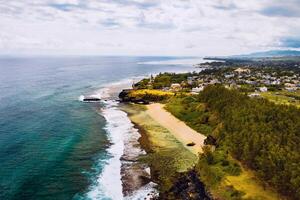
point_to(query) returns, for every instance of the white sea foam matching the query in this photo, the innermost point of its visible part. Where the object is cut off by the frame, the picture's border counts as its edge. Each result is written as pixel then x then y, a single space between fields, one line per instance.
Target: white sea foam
pixel 108 184
pixel 190 61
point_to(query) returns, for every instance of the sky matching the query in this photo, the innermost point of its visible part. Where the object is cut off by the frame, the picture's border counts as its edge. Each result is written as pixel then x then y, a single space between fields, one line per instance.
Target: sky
pixel 147 27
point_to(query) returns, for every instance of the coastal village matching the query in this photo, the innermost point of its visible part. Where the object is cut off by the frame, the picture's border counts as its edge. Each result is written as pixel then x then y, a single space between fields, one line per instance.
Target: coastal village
pixel 279 86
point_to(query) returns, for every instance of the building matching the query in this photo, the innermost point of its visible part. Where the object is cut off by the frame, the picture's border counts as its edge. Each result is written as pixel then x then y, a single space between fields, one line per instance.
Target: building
pixel 242 70
pixel 175 87
pixel 196 90
pixel 263 89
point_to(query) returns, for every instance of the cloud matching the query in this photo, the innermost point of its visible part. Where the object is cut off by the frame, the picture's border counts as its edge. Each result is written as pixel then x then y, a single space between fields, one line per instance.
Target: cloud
pixel 147 27
pixel 281 11
pixel 290 42
pixel 287 8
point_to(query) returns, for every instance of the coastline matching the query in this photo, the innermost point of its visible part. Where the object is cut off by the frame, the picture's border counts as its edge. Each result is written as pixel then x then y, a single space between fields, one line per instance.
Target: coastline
pixel 178 128
pixel 171 162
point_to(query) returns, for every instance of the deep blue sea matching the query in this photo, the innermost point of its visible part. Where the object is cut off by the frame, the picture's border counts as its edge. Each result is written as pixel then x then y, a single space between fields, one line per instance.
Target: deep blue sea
pixel 53 146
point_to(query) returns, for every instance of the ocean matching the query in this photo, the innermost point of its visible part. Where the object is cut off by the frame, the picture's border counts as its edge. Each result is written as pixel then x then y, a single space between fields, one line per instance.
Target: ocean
pixel 54 146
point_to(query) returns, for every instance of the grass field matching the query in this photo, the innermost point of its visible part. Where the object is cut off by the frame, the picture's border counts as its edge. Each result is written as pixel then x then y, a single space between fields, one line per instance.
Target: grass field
pixel 250 186
pixel 283 97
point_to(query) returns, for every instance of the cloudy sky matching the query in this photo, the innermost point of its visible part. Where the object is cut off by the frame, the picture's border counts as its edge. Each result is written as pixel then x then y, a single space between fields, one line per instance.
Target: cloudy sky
pixel 148 27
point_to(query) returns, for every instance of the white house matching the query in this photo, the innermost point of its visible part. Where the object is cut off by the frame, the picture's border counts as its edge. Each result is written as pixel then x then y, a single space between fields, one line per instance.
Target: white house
pixel 263 89
pixel 196 90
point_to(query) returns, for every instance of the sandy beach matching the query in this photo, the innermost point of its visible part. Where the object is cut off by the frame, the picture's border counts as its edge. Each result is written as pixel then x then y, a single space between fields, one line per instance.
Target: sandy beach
pixel 179 129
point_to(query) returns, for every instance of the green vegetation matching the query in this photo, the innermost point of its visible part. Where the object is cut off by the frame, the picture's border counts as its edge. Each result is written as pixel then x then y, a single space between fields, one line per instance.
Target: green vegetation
pixel 258 133
pixel 163 80
pixel 283 97
pixel 166 156
pixel 150 95
pixel 195 114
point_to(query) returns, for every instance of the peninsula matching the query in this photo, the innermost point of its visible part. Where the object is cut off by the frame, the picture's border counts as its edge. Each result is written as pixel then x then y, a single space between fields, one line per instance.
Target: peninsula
pixel 223 128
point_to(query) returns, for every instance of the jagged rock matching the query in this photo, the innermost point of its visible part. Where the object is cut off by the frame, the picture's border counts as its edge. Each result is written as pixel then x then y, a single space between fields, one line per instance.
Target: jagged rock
pixel 210 140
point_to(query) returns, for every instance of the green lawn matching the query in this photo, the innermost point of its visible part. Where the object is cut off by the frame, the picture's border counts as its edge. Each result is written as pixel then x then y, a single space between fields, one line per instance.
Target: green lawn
pixel 283 97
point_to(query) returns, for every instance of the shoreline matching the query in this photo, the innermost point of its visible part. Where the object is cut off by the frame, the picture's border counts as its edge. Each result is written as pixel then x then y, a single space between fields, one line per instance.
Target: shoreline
pixel 178 128
pixel 171 162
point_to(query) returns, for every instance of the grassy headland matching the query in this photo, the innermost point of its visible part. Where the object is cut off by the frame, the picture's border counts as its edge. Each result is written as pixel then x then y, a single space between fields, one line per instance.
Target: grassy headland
pixel 252 146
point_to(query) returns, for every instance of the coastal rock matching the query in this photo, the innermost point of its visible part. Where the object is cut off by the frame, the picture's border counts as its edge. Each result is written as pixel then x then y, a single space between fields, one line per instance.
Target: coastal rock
pixel 124 96
pixel 210 140
pixel 187 186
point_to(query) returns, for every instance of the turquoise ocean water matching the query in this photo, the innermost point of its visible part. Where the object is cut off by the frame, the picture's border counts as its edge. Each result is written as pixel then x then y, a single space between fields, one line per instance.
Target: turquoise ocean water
pixel 53 146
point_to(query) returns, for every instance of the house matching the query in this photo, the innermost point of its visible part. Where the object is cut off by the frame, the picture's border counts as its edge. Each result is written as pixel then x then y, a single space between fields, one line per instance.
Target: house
pixel 242 70
pixel 252 95
pixel 175 87
pixel 263 89
pixel 196 90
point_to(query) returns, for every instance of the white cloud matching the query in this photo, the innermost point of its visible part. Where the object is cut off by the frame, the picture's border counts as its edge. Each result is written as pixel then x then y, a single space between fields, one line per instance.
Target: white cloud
pixel 144 27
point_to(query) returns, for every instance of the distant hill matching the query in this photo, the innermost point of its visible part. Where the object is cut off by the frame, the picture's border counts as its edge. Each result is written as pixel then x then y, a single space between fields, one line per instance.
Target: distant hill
pixel 273 53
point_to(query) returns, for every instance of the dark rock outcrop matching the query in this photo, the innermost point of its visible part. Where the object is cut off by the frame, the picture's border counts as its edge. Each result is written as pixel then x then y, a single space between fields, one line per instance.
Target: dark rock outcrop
pixel 125 97
pixel 210 140
pixel 187 186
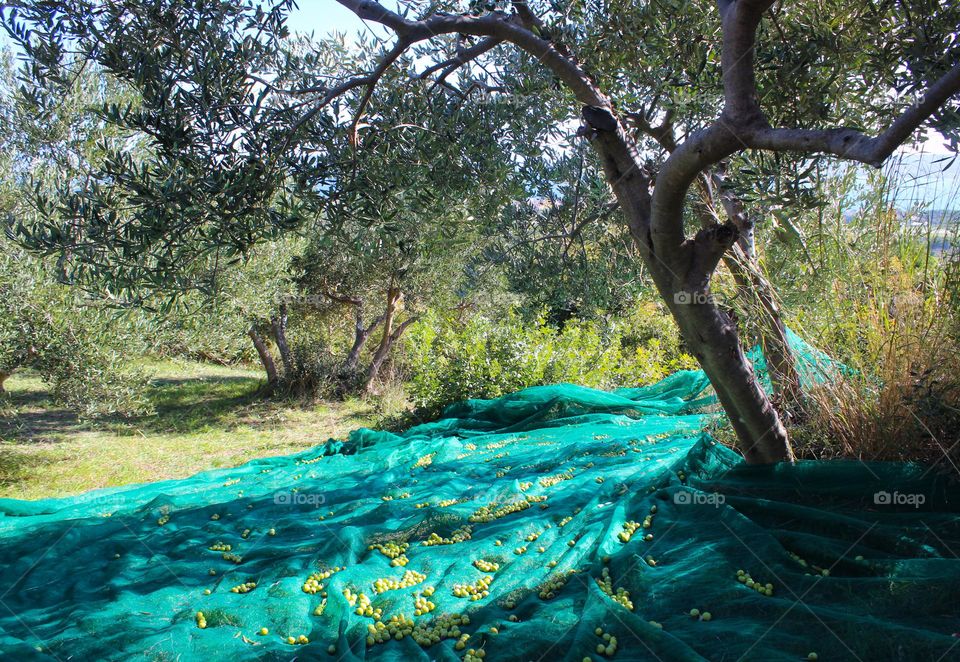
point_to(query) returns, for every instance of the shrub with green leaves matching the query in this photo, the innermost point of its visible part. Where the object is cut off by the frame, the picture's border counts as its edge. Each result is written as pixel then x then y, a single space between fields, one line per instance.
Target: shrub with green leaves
pixel 75 348
pixel 449 360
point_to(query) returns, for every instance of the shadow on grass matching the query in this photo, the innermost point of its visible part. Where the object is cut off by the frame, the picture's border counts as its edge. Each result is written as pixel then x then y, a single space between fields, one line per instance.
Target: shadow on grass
pixel 17 465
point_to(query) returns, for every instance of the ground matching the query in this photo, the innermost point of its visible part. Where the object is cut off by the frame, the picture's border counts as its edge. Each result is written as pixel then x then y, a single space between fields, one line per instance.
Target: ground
pixel 207 417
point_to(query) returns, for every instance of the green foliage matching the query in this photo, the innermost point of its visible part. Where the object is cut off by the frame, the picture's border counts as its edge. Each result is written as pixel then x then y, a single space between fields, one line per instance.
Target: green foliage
pixel 79 350
pixel 450 360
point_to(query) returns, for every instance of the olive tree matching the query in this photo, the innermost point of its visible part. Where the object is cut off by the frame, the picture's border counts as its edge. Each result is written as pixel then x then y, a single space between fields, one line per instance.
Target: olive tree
pixel 234 115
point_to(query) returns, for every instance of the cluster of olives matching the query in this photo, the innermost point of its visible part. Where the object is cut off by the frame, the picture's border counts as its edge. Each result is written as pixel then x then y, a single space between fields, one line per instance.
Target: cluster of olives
pixel 461 534
pixel 410 578
pixel 475 591
pixel 620 595
pixel 748 581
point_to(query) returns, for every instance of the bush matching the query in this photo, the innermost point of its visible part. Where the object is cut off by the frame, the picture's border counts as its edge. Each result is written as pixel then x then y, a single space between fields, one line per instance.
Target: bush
pixel 450 361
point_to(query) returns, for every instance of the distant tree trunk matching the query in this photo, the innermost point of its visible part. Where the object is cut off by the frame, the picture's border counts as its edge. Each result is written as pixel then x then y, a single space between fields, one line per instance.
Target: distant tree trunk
pixel 361 334
pixel 390 336
pixel 278 325
pixel 266 359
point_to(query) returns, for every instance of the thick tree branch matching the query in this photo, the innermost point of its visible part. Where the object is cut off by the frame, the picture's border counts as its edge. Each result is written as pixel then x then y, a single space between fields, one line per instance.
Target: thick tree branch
pixel 855 145
pixel 464 56
pixel 503 26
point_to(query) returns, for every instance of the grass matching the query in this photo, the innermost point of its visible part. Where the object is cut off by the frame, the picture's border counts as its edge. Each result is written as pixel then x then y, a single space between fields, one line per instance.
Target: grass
pixel 206 417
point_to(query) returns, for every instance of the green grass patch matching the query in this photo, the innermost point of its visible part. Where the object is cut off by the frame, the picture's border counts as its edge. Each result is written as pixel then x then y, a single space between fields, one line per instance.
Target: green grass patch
pixel 206 417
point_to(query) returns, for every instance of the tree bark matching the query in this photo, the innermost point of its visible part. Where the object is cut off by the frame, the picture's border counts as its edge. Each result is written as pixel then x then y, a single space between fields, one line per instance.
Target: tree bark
pixel 682 267
pixel 759 295
pixel 266 359
pixel 361 334
pixel 383 349
pixel 278 326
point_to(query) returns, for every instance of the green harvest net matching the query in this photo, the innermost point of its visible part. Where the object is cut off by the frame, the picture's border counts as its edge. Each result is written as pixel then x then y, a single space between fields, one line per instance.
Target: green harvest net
pixel 516 528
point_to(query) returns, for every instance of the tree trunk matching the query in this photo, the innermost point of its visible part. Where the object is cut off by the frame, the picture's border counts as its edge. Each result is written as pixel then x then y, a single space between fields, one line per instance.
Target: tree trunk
pixel 383 350
pixel 361 335
pixel 682 267
pixel 278 326
pixel 757 292
pixel 266 359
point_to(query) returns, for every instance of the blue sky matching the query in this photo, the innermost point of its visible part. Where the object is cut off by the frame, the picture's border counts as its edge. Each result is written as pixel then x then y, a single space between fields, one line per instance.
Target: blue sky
pixel 323 17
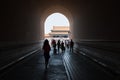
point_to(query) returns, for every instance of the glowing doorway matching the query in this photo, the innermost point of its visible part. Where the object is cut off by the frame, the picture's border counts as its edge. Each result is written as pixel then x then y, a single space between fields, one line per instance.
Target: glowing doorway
pixel 58 22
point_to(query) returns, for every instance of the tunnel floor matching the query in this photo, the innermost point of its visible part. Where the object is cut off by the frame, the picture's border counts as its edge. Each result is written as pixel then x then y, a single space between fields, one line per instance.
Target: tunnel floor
pixel 62 66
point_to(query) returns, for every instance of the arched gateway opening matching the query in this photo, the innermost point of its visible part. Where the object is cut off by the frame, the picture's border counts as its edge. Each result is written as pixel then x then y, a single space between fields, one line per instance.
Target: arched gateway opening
pixel 56 26
pixel 56 9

####

-- INSTRUCTIONS FOR THE TASK --
Substitute "image" for "photo" in the part of the data that opens with the line containing "point_to(query) returns, for every instance of the blue" and closes with the end of the data, and change nothing else. Leave the pictures out of the answer.

-- TASK RESULT --
point_to(query) returns, for every instance of the blue sky matching the query in this image, the innermost point of its visible part. Where the object is cut off by the frame, the picture's border counts as its edge. Each result is written as pixel then x then y, a single space between fields, one line per instance.
Target: blue sky
pixel 323 17
point_to(query) returns, for every instance of the glowing doorway matching the query in this image, the innermost point of its visible part. Where the object is cut off by the frame, the picture's border counts as its edge. Each result is written as pixel then x then y, a single space between fields, one line per instance.
Target: glowing doorway
pixel 58 22
point_to(query) returns, for every instance of the tunnel floor matching the query in this image, the innermost point of its visible part. Where the object is cut off by the frame, the picture's border counts as its edge. Each result is written as pixel then x then y, a single space between fields, one line per instance.
Target: tunnel floor
pixel 62 66
point_to(query) returns, for every instance of the arched gateway opening matching the query in this image, the innermost point of its visible part. Where the object is cut off by the frame, the picture's border counts as its edge. Each result is written as pixel then x then y, a single space between fields, one line per instance.
Target: arched gateway opening
pixel 56 26
pixel 56 9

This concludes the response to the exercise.